[Записи для разметки границ]
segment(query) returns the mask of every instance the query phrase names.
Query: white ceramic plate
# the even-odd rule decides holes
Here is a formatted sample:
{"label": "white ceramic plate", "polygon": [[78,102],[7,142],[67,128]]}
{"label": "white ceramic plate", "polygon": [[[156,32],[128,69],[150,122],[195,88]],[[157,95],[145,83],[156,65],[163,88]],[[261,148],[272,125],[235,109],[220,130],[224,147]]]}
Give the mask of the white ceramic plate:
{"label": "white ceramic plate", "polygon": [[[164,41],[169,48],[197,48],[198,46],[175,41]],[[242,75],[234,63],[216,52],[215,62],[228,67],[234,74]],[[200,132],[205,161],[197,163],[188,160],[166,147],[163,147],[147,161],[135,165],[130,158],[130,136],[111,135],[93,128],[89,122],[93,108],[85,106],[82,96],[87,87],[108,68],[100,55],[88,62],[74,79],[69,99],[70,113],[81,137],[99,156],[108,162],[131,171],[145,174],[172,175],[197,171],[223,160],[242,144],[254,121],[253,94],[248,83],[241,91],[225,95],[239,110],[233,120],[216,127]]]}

ЧТО НУЖНО СДЕЛАТЬ >> Представьте строки записей в виде таблицы Markdown со столбцами «Номер» и «Строка», начав с самой первой строки и закончив строкой с "Give the mask" включительно. Пустые строки в таблицу не включайте.

ПОЛНЫЙ ОТВЕТ >>
| Номер | Строка |
|---|---|
| 1 | segment(query) returns the mask of every instance the query phrase names. |
| 2 | Query: white ceramic plate |
| 3 | # the even-odd rule decides holes |
| 4 | Here is a formatted sample: |
| 5 | {"label": "white ceramic plate", "polygon": [[78,102],[7,142],[67,128]]} |
| 6 | {"label": "white ceramic plate", "polygon": [[[156,32],[128,69],[150,122],[195,88]],[[157,95],[145,83],[156,65],[163,88]],[[261,148],[272,125],[235,109],[220,130],[224,147]]]} |
| 7 | Give the mask of the white ceramic plate: |